--- DATA FOR REVIEW ---

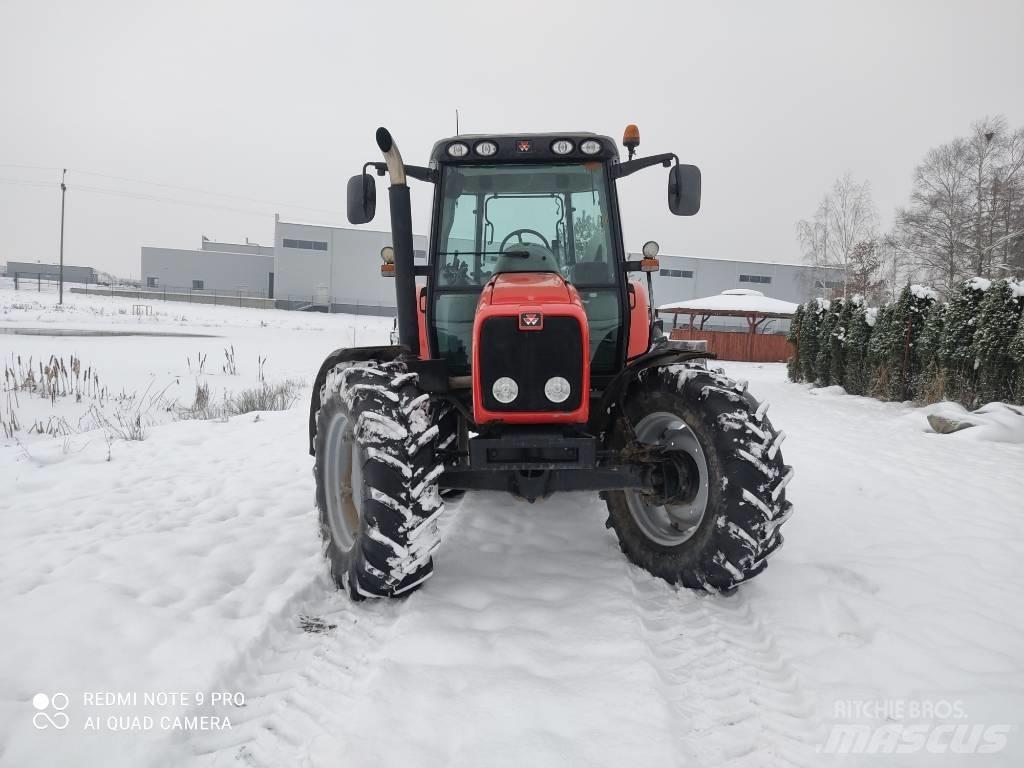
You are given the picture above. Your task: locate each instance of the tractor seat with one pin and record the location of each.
(539, 260)
(591, 272)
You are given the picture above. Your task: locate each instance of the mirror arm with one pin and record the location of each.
(422, 174)
(416, 171)
(632, 166)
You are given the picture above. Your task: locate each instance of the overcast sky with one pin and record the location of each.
(276, 103)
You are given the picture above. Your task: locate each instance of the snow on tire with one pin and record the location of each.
(743, 478)
(377, 478)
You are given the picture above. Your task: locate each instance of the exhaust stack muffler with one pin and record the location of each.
(401, 241)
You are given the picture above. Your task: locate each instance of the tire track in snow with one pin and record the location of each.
(536, 643)
(295, 678)
(721, 672)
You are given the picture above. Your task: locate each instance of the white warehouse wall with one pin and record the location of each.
(344, 272)
(710, 276)
(219, 270)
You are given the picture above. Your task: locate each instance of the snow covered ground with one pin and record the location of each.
(187, 566)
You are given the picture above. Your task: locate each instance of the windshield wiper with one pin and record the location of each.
(516, 254)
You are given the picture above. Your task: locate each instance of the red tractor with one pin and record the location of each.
(528, 360)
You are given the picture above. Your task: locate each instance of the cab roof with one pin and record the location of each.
(523, 147)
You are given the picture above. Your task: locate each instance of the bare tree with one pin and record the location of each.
(934, 229)
(846, 218)
(966, 215)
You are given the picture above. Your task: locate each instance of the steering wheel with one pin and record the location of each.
(520, 232)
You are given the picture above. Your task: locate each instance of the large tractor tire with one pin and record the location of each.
(377, 478)
(719, 528)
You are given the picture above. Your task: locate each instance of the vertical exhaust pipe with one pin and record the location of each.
(401, 241)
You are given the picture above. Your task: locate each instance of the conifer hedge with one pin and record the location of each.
(970, 349)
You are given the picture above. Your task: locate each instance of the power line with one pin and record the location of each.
(194, 189)
(152, 198)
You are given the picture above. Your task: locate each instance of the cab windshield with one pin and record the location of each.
(557, 214)
(524, 218)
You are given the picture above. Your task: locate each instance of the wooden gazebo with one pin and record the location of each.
(753, 346)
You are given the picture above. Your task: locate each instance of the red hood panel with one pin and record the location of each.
(529, 288)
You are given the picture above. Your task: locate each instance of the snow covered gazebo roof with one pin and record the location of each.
(736, 302)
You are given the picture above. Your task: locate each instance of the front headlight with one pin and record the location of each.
(557, 389)
(505, 390)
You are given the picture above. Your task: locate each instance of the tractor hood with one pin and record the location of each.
(530, 288)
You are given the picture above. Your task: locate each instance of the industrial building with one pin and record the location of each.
(29, 270)
(333, 267)
(683, 278)
(245, 268)
(337, 269)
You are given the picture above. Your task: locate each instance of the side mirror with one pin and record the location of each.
(361, 199)
(684, 189)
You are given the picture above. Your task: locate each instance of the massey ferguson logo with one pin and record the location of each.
(530, 321)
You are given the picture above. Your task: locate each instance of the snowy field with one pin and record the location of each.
(186, 565)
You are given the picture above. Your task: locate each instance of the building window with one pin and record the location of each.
(305, 245)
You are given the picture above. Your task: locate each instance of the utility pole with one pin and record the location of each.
(64, 192)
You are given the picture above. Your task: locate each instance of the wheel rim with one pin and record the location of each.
(673, 523)
(343, 483)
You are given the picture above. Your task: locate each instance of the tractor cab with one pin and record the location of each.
(524, 208)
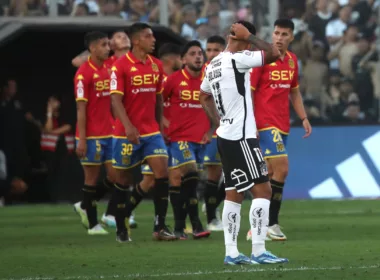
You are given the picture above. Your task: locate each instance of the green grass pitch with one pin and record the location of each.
(327, 240)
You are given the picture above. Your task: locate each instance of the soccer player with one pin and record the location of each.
(93, 133)
(170, 56)
(188, 133)
(136, 83)
(272, 85)
(214, 194)
(226, 97)
(119, 44)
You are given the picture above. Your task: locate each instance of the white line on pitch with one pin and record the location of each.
(194, 273)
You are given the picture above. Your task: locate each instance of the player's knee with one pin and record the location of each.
(175, 177)
(280, 168)
(234, 196)
(91, 174)
(147, 183)
(262, 190)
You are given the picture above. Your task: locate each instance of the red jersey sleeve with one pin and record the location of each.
(117, 78)
(295, 77)
(161, 80)
(167, 87)
(255, 77)
(81, 85)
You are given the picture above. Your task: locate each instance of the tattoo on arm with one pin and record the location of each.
(210, 109)
(260, 44)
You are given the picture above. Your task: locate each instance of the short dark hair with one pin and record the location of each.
(284, 23)
(190, 44)
(92, 37)
(216, 39)
(116, 31)
(169, 49)
(251, 28)
(137, 28)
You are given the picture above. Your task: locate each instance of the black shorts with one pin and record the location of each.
(243, 164)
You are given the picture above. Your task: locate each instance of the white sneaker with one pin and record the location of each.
(217, 215)
(275, 233)
(82, 214)
(215, 225)
(132, 221)
(109, 221)
(97, 230)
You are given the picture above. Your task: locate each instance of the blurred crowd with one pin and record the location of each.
(335, 41)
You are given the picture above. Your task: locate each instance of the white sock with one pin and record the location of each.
(259, 218)
(231, 226)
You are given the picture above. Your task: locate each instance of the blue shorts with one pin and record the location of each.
(273, 143)
(99, 151)
(145, 168)
(183, 152)
(127, 155)
(212, 156)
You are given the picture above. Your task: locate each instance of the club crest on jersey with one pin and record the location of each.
(291, 63)
(154, 67)
(263, 169)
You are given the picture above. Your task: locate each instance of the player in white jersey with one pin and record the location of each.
(226, 98)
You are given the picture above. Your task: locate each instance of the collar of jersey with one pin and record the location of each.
(188, 76)
(133, 59)
(93, 65)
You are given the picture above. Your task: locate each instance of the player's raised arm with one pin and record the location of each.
(160, 102)
(81, 85)
(208, 104)
(270, 52)
(117, 95)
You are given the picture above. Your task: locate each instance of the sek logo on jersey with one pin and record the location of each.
(80, 91)
(113, 81)
(102, 85)
(190, 95)
(147, 79)
(283, 75)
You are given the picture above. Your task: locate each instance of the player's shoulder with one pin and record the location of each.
(155, 60)
(83, 71)
(175, 76)
(291, 55)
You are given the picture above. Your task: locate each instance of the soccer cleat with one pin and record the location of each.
(164, 234)
(249, 236)
(215, 225)
(132, 222)
(267, 258)
(109, 221)
(181, 235)
(275, 233)
(82, 214)
(123, 237)
(204, 208)
(97, 230)
(198, 234)
(241, 259)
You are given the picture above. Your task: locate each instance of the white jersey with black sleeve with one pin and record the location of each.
(228, 80)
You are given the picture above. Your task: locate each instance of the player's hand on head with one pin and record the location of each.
(133, 135)
(81, 150)
(239, 32)
(307, 126)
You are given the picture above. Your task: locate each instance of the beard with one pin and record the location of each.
(195, 68)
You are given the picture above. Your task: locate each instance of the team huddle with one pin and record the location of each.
(175, 116)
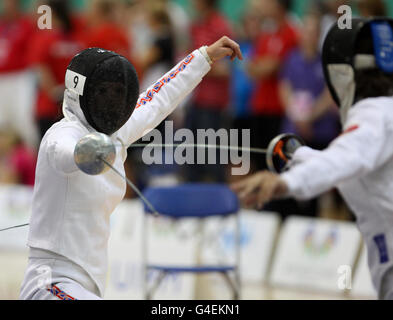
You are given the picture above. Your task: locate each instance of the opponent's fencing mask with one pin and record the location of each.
(368, 45)
(107, 86)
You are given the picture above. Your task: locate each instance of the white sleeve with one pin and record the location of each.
(60, 148)
(164, 96)
(363, 147)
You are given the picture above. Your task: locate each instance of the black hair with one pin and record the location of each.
(62, 11)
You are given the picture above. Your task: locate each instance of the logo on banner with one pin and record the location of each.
(322, 247)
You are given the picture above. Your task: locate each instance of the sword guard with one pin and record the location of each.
(281, 150)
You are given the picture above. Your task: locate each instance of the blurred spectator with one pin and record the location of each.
(17, 162)
(104, 28)
(277, 39)
(372, 8)
(180, 22)
(211, 97)
(160, 56)
(16, 81)
(50, 53)
(310, 111)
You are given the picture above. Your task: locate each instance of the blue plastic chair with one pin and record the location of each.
(198, 201)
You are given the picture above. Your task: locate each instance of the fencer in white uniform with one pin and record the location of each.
(69, 225)
(358, 65)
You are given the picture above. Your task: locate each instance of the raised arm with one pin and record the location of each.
(165, 95)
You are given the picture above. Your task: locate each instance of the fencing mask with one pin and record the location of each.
(107, 86)
(353, 57)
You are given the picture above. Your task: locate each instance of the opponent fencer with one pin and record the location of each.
(69, 225)
(358, 67)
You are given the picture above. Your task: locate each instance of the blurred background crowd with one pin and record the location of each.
(278, 87)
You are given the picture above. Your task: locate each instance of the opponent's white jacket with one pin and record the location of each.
(360, 163)
(70, 213)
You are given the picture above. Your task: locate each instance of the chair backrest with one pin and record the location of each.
(192, 200)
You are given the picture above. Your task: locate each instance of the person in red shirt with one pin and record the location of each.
(211, 97)
(50, 53)
(16, 80)
(278, 37)
(17, 161)
(104, 29)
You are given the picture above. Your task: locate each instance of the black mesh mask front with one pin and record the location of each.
(111, 89)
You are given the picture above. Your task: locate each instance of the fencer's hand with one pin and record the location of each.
(225, 47)
(260, 188)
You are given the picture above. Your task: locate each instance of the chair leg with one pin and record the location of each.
(156, 285)
(234, 287)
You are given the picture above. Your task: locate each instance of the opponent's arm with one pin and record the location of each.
(361, 149)
(165, 95)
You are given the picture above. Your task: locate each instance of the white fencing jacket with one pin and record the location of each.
(360, 163)
(70, 212)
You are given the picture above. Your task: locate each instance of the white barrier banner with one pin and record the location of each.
(169, 242)
(316, 254)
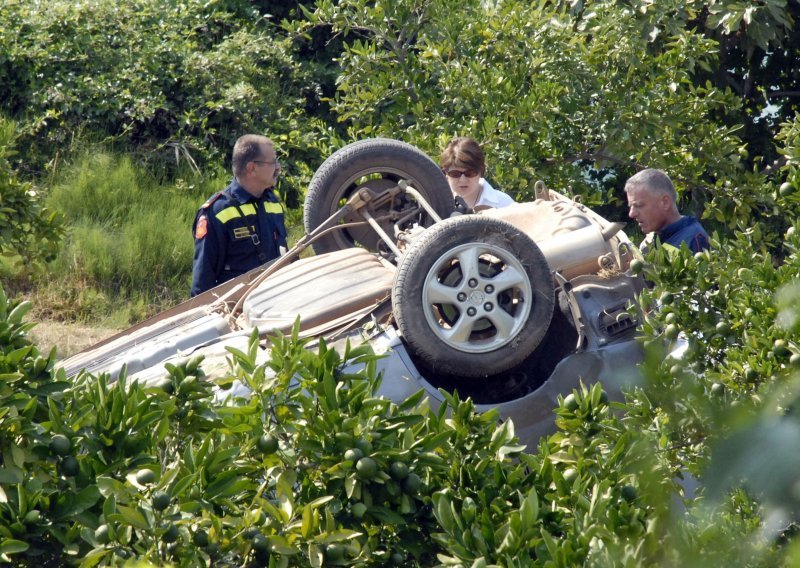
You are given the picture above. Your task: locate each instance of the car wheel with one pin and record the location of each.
(473, 296)
(378, 164)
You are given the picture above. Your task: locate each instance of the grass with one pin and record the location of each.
(128, 250)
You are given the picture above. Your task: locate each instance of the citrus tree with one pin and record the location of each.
(29, 231)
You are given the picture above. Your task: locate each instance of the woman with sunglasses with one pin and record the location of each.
(463, 163)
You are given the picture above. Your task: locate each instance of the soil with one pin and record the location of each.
(67, 338)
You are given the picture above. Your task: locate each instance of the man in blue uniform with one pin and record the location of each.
(241, 227)
(652, 204)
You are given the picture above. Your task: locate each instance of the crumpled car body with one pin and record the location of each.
(511, 306)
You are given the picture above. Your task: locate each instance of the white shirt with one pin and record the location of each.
(491, 197)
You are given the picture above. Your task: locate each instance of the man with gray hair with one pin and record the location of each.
(652, 203)
(243, 226)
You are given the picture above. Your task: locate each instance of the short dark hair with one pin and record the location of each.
(654, 181)
(464, 153)
(247, 149)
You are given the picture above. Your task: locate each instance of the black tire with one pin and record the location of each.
(511, 294)
(377, 163)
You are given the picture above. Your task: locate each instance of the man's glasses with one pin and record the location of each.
(459, 173)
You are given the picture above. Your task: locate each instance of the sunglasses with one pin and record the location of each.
(459, 173)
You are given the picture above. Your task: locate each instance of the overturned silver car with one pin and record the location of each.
(510, 306)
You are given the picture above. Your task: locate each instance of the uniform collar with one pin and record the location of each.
(668, 231)
(240, 193)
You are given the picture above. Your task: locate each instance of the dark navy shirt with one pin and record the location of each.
(687, 229)
(235, 232)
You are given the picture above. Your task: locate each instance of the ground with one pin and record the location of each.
(68, 338)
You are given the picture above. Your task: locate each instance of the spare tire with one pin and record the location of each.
(378, 164)
(473, 297)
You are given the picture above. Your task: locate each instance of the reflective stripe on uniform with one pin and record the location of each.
(232, 213)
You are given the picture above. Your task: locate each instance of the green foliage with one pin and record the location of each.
(176, 81)
(548, 91)
(169, 472)
(28, 229)
(129, 238)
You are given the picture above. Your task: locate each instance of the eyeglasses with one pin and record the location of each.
(459, 173)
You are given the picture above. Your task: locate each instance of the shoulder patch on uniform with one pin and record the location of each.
(211, 200)
(202, 227)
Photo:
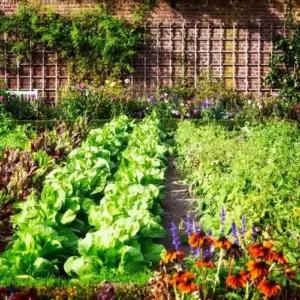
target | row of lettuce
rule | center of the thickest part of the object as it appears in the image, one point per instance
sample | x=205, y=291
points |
x=22, y=169
x=101, y=209
x=252, y=171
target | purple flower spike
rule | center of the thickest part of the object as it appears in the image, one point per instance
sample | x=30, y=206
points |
x=234, y=233
x=222, y=217
x=175, y=241
x=207, y=254
x=198, y=252
x=189, y=229
x=254, y=234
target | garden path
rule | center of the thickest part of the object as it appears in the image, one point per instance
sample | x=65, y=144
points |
x=176, y=205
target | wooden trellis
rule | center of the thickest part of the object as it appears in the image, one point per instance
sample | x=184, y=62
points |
x=173, y=52
x=177, y=52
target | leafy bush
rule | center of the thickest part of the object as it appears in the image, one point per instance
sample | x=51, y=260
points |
x=112, y=100
x=95, y=44
x=251, y=172
x=130, y=212
x=49, y=230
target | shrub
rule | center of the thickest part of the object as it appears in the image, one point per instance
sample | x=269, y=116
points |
x=252, y=171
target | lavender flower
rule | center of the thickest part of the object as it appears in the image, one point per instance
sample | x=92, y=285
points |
x=175, y=241
x=254, y=234
x=198, y=252
x=243, y=229
x=234, y=233
x=189, y=229
x=207, y=254
x=222, y=217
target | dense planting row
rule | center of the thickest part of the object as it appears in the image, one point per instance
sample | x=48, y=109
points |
x=116, y=233
x=252, y=172
x=22, y=171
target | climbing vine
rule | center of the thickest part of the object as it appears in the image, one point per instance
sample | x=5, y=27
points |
x=285, y=64
x=94, y=44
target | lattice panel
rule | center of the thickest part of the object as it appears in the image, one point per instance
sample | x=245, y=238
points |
x=238, y=54
x=173, y=52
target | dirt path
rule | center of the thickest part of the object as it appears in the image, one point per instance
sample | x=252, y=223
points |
x=176, y=205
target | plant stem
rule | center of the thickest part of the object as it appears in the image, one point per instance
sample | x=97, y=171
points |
x=247, y=291
x=218, y=271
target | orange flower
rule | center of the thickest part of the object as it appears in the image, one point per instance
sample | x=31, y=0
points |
x=269, y=288
x=172, y=256
x=259, y=250
x=258, y=269
x=200, y=239
x=184, y=281
x=187, y=287
x=235, y=251
x=182, y=276
x=205, y=263
x=222, y=243
x=280, y=258
x=238, y=281
x=291, y=274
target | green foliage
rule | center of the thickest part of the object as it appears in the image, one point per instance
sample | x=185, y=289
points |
x=285, y=64
x=49, y=229
x=94, y=44
x=253, y=172
x=112, y=100
x=130, y=212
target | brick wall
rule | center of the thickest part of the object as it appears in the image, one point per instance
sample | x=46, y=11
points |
x=235, y=40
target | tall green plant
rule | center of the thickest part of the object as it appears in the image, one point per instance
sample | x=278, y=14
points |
x=95, y=44
x=285, y=64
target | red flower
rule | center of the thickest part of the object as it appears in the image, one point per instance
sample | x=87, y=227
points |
x=187, y=287
x=269, y=288
x=184, y=281
x=200, y=239
x=172, y=256
x=280, y=258
x=238, y=281
x=205, y=263
x=222, y=243
x=258, y=269
x=290, y=273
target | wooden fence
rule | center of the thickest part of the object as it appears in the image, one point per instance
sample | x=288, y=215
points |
x=173, y=52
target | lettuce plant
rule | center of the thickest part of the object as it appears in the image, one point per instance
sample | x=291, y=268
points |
x=129, y=215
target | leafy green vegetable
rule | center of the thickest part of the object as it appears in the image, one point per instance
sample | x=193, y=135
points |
x=49, y=228
x=124, y=223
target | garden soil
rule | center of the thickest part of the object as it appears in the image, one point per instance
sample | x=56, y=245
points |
x=177, y=204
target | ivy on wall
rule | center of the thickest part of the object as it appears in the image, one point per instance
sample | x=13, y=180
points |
x=285, y=64
x=94, y=44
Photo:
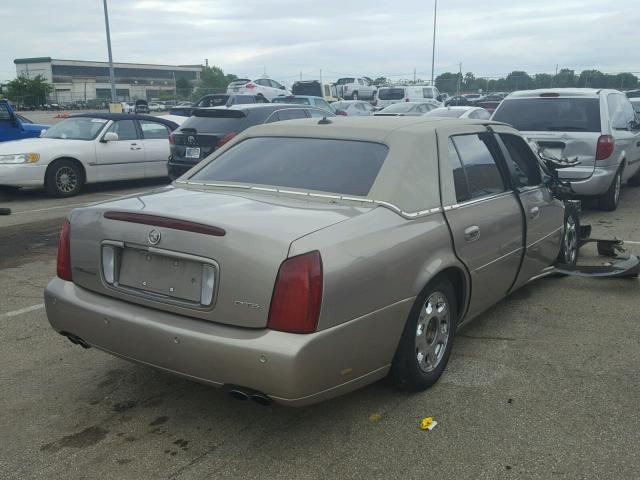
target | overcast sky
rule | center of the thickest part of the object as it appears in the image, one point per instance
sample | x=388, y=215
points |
x=347, y=37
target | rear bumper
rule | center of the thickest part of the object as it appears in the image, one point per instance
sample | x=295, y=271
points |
x=25, y=175
x=292, y=369
x=596, y=184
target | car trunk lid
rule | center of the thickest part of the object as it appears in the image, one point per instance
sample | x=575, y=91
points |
x=167, y=246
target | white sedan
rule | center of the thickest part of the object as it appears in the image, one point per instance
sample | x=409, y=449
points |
x=262, y=87
x=88, y=148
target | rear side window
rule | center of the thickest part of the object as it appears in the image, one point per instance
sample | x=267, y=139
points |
x=126, y=130
x=522, y=162
x=620, y=111
x=153, y=130
x=553, y=114
x=481, y=171
x=391, y=93
x=337, y=166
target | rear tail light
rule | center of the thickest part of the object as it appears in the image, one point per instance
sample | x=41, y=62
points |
x=605, y=147
x=297, y=295
x=225, y=139
x=63, y=265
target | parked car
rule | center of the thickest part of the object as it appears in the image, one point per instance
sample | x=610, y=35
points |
x=405, y=109
x=210, y=128
x=460, y=112
x=355, y=89
x=141, y=106
x=315, y=88
x=489, y=106
x=291, y=264
x=352, y=108
x=305, y=100
x=457, y=101
x=414, y=93
x=599, y=127
x=216, y=100
x=128, y=107
x=473, y=97
x=262, y=87
x=14, y=126
x=88, y=148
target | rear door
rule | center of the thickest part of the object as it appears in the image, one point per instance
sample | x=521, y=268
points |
x=124, y=158
x=543, y=214
x=486, y=221
x=155, y=139
x=627, y=141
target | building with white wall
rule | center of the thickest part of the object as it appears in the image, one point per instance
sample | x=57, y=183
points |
x=77, y=80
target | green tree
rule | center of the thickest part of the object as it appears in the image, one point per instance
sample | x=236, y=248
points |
x=29, y=91
x=183, y=88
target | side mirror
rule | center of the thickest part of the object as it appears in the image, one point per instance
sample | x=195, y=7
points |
x=110, y=137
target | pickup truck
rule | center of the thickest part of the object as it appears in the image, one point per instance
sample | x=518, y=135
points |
x=16, y=127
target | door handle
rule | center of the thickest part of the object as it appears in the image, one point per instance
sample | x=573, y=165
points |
x=472, y=233
x=534, y=213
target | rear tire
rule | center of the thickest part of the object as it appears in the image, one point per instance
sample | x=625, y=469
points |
x=64, y=178
x=609, y=201
x=570, y=248
x=425, y=345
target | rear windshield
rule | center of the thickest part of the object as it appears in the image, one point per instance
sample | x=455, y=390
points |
x=202, y=124
x=553, y=114
x=312, y=89
x=344, y=167
x=391, y=93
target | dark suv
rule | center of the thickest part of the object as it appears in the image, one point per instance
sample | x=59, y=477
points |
x=210, y=128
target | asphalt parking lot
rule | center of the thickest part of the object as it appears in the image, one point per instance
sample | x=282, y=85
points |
x=545, y=385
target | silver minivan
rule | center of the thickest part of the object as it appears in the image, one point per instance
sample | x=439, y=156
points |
x=599, y=127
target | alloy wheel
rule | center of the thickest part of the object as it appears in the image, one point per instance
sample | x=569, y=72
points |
x=432, y=332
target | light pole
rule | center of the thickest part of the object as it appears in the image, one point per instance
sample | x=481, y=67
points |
x=112, y=78
x=433, y=51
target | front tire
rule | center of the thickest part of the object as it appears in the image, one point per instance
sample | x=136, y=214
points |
x=609, y=201
x=64, y=178
x=425, y=345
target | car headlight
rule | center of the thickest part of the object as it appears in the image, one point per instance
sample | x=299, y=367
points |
x=20, y=158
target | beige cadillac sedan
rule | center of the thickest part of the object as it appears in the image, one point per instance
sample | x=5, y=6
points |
x=308, y=258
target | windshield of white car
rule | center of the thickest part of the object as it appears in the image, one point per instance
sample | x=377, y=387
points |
x=399, y=108
x=343, y=167
x=80, y=128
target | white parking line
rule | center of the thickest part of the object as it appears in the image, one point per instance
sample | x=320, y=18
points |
x=15, y=313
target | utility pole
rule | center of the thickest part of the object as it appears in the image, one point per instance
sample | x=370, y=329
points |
x=112, y=78
x=433, y=49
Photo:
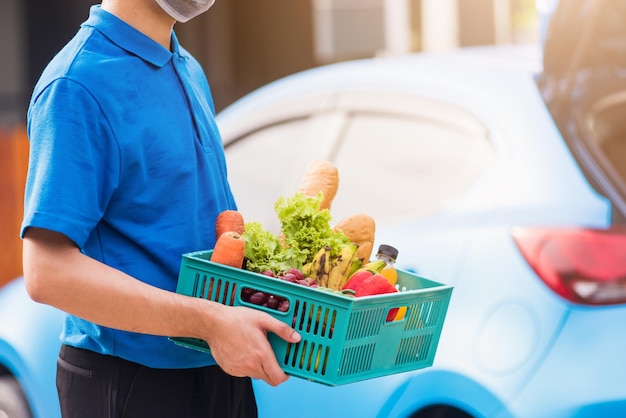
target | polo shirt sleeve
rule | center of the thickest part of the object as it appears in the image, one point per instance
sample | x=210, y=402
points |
x=74, y=162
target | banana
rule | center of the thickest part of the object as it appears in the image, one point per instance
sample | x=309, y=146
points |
x=340, y=266
x=356, y=264
x=375, y=266
x=320, y=266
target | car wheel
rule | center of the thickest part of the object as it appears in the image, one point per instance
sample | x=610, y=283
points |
x=13, y=403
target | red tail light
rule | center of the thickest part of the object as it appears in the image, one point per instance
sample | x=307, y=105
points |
x=585, y=266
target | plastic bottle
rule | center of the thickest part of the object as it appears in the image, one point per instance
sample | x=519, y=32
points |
x=389, y=255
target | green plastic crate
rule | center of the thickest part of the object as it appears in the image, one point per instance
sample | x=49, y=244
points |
x=359, y=344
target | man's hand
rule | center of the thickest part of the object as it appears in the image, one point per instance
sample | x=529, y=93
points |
x=239, y=344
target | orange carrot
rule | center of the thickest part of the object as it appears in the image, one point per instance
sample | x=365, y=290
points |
x=229, y=249
x=229, y=220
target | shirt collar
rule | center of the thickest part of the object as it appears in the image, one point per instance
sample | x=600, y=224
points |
x=129, y=38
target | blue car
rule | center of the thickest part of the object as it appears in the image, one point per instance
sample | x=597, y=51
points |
x=499, y=170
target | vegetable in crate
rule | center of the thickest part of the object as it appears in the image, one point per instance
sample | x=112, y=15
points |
x=367, y=283
x=360, y=228
x=305, y=229
x=229, y=220
x=229, y=250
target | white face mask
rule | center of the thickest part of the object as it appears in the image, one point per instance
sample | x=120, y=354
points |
x=184, y=10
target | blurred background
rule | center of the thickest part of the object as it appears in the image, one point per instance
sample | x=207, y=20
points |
x=242, y=45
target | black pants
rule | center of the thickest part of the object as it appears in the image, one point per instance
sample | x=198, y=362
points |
x=93, y=385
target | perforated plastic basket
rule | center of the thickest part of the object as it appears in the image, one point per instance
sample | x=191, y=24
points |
x=344, y=339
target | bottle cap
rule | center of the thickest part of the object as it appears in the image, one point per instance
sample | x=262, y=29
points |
x=388, y=250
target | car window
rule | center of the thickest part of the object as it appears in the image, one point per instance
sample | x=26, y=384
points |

---

If a line contains the string "leafy", it counts toward the total; state that total for the records above and nothing more.

● **PROBLEM SOLUTION**
2